- [Task goal]: Which lines in the records below contain the string "bark"? Report each of those lines in full, matching case exactly.

- [Material provided]:
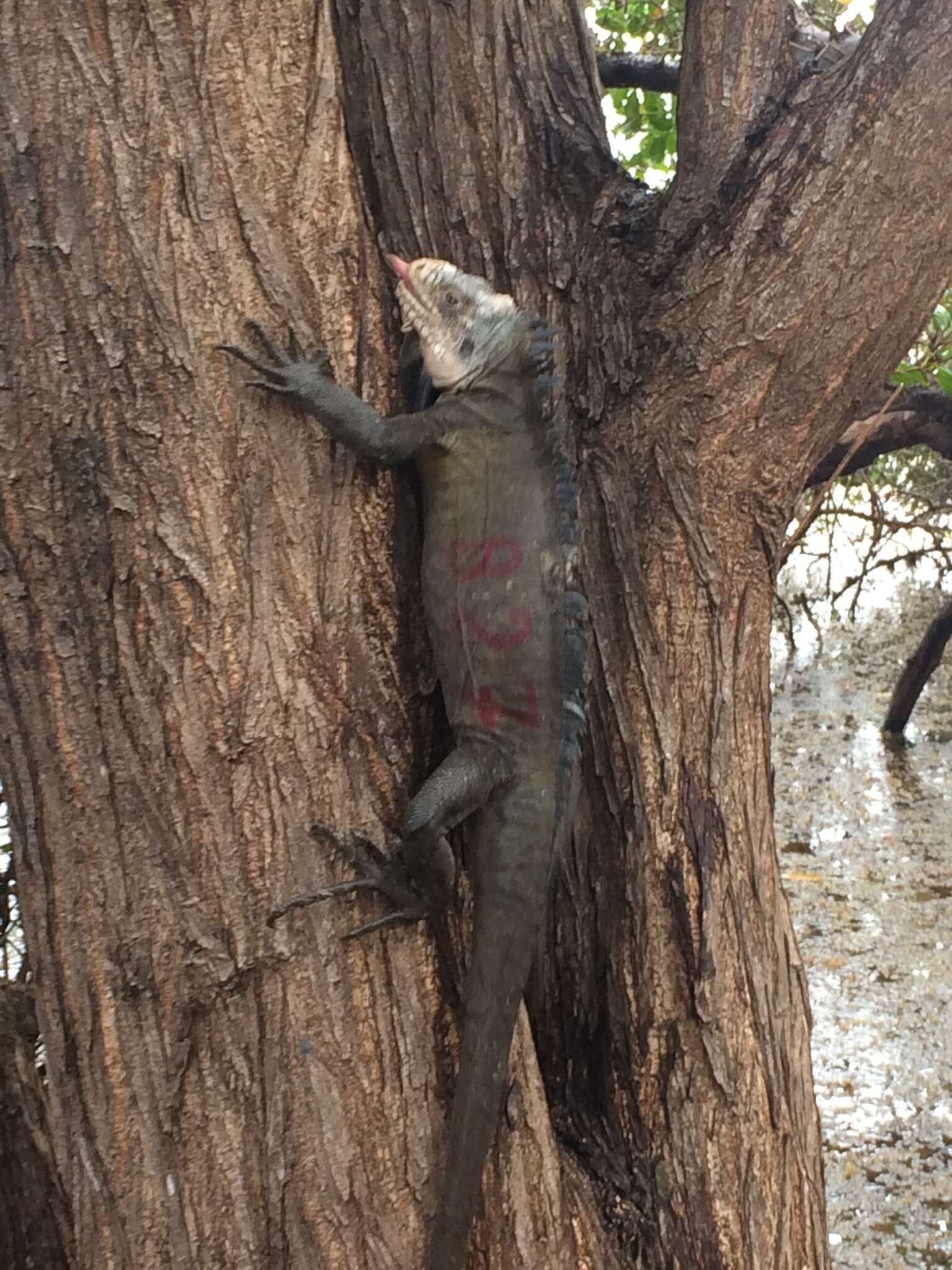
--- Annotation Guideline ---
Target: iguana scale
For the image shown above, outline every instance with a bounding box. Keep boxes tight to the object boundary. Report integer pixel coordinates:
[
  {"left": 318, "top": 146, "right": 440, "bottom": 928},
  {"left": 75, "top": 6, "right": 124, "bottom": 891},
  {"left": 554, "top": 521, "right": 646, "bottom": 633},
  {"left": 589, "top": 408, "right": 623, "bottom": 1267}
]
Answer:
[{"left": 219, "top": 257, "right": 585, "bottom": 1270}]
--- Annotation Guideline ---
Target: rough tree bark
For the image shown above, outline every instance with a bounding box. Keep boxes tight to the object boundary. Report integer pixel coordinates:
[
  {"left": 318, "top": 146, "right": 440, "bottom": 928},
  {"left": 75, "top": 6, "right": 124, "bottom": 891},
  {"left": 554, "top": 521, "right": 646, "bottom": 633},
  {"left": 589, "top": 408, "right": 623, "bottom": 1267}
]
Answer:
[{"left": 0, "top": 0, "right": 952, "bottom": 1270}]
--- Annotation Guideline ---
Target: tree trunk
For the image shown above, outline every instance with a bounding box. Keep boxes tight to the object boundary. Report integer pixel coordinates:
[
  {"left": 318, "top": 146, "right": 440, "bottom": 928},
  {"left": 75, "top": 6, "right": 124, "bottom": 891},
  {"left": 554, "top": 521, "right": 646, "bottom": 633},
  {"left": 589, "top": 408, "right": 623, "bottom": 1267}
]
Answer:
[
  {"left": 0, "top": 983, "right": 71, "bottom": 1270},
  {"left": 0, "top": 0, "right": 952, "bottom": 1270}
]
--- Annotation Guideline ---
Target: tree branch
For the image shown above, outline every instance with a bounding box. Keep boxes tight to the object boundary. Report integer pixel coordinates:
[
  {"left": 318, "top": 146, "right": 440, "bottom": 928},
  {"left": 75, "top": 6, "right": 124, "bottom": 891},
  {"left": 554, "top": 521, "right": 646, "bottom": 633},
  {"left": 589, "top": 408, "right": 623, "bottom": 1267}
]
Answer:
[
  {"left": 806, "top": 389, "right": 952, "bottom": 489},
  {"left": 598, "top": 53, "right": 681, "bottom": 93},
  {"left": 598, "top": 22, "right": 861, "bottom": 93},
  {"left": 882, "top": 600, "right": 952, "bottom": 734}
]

--

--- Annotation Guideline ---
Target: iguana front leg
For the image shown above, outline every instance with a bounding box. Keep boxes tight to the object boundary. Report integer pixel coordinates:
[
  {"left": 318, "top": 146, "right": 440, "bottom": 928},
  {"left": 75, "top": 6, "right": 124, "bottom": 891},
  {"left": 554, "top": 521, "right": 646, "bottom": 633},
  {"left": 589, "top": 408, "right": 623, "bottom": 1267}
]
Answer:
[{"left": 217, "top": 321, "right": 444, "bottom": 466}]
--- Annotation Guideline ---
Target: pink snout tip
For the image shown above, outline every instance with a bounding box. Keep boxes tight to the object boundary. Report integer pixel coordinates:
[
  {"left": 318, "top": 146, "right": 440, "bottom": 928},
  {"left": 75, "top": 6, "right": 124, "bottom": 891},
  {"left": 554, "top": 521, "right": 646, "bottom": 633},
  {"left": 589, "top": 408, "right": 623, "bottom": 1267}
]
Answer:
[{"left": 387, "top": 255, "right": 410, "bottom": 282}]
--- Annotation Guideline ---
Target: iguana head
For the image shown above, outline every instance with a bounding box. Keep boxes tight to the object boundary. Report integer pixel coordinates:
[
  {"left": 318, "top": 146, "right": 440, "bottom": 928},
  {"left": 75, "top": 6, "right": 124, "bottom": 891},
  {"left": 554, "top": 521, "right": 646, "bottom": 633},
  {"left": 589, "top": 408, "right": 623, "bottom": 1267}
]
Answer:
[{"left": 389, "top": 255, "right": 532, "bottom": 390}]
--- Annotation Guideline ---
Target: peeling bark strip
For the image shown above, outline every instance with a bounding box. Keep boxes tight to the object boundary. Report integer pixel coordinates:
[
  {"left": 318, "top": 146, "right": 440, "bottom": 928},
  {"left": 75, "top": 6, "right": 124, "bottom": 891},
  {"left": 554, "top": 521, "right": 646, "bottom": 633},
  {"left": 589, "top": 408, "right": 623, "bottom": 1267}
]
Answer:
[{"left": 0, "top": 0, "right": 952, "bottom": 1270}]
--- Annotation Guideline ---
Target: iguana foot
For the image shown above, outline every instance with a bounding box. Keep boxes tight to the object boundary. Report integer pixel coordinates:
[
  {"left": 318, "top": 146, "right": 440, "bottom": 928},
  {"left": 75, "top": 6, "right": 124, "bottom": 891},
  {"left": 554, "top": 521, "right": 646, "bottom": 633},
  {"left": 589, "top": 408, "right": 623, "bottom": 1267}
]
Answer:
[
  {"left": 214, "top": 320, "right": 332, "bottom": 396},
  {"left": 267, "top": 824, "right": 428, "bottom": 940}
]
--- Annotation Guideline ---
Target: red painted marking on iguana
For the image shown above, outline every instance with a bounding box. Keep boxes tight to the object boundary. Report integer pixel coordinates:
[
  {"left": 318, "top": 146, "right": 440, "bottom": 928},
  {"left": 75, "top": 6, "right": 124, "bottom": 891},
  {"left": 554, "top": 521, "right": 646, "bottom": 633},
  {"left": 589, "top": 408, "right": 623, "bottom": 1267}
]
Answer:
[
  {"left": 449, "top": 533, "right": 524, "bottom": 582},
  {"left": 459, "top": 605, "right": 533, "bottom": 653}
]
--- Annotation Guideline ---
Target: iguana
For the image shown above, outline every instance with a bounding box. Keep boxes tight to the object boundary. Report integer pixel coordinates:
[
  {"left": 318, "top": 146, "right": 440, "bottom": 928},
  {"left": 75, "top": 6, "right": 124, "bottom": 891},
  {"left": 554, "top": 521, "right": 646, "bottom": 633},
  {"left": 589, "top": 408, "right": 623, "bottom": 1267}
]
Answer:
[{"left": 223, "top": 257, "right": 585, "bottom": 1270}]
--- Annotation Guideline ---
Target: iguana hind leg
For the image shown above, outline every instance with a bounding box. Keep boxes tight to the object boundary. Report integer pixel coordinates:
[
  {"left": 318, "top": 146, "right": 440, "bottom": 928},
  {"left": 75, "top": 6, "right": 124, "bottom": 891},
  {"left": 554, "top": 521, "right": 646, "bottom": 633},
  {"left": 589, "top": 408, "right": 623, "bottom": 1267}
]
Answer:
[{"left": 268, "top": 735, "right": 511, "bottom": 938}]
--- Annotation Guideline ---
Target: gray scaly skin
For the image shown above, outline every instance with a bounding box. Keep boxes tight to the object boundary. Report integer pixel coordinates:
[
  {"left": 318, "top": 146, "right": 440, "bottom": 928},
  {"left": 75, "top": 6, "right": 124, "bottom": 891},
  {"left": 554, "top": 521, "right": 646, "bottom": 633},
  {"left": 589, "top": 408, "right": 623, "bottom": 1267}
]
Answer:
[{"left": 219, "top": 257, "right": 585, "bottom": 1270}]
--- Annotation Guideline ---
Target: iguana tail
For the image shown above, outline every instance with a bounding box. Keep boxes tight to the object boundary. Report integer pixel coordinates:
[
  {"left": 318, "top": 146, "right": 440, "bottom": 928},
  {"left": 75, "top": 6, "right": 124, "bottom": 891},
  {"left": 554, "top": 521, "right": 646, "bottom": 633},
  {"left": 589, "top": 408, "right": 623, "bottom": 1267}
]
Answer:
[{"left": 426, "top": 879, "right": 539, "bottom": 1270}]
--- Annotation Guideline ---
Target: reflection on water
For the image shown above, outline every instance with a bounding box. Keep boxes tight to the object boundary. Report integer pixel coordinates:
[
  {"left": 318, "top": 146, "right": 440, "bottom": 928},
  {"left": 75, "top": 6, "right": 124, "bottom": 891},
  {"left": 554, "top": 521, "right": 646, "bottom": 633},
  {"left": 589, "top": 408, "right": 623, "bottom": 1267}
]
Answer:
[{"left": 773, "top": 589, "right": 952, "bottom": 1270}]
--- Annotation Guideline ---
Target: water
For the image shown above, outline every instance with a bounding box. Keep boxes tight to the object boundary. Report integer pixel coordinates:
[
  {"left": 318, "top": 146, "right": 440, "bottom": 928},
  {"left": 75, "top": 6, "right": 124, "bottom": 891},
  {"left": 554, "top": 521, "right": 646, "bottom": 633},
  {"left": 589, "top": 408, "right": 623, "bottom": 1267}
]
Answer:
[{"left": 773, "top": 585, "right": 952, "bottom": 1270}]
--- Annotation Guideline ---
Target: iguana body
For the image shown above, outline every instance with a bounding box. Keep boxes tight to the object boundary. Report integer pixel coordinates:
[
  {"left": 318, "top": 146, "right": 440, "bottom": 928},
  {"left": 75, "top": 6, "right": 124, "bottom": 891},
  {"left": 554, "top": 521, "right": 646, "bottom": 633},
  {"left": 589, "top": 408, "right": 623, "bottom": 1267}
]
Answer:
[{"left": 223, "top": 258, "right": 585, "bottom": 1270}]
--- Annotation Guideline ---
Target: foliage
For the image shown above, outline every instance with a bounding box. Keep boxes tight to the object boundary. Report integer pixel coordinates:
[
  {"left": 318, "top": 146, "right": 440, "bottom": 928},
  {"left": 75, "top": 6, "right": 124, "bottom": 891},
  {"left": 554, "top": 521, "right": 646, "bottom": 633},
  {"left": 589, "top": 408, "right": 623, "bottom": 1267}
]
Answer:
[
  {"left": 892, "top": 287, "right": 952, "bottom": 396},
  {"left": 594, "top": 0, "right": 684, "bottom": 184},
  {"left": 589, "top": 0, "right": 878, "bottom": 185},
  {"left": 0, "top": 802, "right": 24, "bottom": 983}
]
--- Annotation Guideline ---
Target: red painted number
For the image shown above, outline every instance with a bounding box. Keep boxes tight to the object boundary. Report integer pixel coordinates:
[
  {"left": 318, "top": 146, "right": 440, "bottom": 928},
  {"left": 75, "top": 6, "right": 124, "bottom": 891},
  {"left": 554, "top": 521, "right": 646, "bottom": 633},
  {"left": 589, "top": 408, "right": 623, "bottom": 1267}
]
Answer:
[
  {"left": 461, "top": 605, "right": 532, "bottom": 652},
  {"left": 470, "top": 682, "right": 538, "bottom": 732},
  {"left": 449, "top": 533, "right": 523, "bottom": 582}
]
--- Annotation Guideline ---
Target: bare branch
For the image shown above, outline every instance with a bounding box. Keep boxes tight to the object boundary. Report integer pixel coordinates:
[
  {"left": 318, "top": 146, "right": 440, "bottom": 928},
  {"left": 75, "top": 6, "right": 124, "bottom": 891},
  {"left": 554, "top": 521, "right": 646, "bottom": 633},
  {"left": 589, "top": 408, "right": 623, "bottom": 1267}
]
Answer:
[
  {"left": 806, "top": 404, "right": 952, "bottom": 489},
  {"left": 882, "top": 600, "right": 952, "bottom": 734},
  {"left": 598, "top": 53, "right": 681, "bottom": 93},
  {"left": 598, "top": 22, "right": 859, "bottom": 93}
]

- [Task solution]:
Target: rough tree bark
Target: peeling bark strip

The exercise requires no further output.